Data provided:
- - - - - - -

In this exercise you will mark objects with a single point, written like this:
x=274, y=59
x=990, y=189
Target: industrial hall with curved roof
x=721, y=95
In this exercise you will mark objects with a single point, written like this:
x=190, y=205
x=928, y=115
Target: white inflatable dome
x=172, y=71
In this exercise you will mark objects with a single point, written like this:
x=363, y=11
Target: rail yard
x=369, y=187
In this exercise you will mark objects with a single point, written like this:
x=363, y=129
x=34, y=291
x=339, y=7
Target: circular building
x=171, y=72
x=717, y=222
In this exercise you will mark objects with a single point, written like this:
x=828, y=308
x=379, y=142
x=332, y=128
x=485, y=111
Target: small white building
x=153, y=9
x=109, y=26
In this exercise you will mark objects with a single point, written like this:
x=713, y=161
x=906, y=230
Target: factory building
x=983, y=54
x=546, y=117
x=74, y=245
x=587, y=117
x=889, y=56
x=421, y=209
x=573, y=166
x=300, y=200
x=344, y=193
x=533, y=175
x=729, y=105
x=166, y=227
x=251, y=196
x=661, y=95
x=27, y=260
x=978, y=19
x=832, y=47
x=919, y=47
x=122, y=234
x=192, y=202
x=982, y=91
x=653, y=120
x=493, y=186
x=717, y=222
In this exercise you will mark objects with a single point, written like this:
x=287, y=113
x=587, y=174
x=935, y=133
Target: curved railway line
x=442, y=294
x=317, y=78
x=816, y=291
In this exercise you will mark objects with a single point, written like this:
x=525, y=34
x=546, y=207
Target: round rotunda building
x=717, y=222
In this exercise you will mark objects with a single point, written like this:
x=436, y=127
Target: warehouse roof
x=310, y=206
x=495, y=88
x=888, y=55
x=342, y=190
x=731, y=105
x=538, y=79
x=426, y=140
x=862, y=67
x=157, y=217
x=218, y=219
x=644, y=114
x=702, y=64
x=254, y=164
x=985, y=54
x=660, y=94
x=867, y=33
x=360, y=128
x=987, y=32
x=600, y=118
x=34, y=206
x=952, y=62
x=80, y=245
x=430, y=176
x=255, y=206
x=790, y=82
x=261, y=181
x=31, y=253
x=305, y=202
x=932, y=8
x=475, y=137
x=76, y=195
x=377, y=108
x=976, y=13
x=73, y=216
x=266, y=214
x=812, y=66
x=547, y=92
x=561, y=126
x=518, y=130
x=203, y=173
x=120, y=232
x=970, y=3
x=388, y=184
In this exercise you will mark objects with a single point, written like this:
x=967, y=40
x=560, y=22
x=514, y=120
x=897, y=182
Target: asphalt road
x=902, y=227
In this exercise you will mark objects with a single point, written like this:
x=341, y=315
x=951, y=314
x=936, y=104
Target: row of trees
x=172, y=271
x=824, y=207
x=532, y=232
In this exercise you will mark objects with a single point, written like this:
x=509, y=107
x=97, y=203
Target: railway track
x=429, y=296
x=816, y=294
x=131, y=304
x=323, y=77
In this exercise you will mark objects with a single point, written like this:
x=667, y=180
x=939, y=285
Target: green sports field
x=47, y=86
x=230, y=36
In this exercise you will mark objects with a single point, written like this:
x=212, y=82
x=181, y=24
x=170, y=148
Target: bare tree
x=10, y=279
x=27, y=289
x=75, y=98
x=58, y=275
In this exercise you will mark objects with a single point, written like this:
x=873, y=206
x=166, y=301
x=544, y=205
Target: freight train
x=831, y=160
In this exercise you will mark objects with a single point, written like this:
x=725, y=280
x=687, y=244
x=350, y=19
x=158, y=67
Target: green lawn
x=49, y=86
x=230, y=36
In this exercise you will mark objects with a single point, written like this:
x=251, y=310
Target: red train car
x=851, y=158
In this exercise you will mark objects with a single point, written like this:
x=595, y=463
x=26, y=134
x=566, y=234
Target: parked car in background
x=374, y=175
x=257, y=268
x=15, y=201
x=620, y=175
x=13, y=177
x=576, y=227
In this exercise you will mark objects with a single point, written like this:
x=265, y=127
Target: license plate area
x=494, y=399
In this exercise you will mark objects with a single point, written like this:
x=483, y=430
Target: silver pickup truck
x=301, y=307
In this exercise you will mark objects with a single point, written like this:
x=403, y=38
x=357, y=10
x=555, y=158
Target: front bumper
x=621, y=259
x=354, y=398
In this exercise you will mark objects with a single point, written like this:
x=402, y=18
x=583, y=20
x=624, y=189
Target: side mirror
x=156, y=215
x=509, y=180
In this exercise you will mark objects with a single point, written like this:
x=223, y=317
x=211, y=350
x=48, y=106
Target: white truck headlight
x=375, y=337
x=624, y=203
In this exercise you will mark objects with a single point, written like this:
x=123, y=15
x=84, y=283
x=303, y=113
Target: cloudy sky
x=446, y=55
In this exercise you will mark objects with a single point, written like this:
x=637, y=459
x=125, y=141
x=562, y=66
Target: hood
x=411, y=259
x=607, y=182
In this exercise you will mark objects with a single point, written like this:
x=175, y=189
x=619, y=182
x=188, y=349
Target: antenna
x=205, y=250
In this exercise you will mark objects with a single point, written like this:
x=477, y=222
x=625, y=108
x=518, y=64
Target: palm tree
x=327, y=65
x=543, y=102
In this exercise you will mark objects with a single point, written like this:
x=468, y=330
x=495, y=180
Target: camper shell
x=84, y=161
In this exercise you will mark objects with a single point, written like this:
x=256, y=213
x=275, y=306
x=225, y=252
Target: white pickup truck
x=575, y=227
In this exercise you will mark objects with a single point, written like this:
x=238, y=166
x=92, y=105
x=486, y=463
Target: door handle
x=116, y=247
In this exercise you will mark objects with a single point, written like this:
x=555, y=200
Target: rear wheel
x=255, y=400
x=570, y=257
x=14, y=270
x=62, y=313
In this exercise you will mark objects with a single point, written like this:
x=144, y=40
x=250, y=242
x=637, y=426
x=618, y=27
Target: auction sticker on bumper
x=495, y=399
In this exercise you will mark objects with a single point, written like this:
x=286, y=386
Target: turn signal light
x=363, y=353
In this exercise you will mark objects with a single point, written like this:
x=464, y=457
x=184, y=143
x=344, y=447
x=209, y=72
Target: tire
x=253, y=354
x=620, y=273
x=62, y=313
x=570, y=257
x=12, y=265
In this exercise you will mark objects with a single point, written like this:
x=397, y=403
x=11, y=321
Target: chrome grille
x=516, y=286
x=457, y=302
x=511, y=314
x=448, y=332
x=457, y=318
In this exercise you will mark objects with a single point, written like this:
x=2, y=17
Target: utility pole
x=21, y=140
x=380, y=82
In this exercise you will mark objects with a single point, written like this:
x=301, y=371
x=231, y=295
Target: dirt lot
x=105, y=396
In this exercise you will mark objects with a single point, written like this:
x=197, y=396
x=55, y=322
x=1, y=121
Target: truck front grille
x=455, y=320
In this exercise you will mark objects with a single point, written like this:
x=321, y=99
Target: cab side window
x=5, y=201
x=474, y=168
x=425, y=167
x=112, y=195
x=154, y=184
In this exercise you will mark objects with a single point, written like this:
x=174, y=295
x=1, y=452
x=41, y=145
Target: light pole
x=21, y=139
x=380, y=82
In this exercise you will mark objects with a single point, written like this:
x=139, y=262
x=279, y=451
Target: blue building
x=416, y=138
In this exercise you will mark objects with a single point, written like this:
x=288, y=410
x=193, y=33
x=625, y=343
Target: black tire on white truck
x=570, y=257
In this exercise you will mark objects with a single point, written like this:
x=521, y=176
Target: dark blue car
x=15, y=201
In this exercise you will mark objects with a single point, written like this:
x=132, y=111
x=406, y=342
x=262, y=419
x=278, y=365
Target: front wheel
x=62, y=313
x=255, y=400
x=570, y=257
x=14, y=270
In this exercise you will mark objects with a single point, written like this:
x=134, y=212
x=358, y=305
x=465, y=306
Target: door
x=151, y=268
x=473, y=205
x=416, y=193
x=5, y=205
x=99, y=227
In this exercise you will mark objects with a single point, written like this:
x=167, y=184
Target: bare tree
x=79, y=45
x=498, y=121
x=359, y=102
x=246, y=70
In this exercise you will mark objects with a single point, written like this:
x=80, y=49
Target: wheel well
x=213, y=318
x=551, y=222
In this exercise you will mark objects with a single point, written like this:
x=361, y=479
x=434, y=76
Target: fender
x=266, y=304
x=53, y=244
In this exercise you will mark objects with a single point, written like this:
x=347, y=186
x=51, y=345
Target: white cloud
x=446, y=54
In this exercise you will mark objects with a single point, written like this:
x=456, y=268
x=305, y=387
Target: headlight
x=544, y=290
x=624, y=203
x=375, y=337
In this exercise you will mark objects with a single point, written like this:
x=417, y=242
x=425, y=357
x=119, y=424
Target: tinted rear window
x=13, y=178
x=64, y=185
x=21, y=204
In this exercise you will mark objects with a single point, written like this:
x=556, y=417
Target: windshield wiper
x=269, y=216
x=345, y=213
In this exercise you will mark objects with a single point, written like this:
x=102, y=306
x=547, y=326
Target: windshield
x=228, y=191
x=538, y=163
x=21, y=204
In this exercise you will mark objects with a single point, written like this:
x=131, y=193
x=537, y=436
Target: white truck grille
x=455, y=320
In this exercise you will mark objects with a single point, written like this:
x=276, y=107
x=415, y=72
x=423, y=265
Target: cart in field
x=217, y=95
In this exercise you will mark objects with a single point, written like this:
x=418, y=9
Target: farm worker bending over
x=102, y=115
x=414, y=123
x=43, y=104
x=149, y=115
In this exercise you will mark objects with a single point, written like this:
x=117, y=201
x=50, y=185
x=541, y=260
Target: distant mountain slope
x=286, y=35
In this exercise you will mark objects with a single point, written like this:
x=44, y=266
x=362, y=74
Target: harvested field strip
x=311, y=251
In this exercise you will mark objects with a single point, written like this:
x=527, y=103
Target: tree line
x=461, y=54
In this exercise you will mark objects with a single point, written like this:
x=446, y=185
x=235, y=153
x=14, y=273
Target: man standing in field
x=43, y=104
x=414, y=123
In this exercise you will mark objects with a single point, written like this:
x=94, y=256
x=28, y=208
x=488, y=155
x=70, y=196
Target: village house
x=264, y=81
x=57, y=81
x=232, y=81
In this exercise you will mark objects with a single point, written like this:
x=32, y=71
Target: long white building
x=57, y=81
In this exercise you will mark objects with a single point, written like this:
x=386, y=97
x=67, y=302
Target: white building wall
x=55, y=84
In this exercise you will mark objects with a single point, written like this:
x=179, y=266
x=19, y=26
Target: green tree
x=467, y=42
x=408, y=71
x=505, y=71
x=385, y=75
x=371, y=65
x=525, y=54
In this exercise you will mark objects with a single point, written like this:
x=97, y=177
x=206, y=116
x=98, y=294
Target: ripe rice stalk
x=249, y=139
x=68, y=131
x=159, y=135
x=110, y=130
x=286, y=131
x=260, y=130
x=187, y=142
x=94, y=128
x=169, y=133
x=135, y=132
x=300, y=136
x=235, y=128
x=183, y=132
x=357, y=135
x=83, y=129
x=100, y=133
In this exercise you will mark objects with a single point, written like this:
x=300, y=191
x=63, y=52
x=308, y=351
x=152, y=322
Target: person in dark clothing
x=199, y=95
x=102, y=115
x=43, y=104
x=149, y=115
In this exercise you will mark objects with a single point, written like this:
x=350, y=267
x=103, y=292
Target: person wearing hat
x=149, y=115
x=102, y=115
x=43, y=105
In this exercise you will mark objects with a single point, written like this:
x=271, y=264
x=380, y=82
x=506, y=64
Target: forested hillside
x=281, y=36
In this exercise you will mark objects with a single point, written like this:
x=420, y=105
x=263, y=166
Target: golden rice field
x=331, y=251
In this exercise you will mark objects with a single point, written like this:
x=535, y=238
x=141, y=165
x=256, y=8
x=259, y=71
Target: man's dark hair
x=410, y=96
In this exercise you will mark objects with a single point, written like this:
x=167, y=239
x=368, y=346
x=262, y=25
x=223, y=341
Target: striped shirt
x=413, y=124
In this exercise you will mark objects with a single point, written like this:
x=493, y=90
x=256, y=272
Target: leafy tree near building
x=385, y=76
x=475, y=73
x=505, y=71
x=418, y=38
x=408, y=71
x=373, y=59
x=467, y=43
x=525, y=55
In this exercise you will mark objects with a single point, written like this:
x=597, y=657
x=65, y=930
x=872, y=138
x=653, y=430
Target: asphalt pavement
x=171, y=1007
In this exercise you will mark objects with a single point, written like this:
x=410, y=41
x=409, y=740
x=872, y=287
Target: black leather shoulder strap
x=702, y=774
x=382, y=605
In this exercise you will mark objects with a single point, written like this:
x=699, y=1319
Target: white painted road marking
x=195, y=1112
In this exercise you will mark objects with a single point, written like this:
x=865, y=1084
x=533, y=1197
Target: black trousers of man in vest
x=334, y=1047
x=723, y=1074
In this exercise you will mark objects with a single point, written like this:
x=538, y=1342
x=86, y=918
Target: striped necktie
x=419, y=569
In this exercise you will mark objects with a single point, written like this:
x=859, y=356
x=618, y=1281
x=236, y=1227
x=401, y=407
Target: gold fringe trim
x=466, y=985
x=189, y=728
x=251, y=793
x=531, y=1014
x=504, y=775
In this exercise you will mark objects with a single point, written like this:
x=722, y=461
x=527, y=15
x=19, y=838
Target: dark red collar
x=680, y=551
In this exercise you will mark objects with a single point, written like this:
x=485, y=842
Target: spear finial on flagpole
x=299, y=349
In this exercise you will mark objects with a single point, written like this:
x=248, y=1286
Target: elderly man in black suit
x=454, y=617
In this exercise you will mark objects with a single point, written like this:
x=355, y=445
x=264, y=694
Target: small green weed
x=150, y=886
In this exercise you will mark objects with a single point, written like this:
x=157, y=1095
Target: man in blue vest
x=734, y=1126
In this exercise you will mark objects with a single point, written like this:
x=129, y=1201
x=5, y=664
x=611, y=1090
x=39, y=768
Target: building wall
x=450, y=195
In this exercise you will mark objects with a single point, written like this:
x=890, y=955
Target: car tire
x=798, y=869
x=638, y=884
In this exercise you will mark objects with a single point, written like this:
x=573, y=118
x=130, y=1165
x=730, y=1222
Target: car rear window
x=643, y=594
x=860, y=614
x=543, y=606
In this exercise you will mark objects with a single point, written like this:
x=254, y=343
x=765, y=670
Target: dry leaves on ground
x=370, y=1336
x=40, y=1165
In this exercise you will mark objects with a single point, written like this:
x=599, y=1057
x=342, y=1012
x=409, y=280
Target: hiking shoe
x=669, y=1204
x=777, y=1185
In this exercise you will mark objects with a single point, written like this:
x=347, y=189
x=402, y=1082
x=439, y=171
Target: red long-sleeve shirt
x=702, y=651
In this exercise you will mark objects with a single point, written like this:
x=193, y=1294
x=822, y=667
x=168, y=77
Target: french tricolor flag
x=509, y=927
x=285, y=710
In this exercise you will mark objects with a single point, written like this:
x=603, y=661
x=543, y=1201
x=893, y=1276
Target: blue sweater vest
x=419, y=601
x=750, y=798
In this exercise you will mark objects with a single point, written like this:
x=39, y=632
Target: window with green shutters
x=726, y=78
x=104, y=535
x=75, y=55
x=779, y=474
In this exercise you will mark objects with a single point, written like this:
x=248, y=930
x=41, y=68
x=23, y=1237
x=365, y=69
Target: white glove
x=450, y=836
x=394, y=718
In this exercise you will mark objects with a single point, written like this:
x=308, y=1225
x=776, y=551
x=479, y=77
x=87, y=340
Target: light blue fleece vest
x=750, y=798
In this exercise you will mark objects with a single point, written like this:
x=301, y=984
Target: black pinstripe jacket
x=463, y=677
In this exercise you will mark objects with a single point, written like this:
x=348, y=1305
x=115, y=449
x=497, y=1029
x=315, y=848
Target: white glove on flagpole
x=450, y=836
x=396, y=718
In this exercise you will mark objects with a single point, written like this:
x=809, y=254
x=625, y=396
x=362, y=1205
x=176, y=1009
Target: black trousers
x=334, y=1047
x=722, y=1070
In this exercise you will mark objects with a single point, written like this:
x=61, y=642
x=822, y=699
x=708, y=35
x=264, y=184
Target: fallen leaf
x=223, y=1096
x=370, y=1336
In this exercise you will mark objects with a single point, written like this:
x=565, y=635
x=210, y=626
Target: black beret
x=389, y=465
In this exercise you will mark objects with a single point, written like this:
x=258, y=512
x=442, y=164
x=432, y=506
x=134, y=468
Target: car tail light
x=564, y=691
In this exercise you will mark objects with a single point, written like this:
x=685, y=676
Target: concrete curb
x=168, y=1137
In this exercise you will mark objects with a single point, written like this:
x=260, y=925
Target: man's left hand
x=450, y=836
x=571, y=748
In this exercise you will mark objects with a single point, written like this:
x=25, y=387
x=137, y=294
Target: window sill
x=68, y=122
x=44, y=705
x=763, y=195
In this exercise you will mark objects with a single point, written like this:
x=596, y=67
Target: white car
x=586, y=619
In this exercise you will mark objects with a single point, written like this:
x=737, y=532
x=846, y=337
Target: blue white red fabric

- - - - - - -

Count the lines in the items above that contain the string "windshield", and reply with the number alone.

Written reply: 2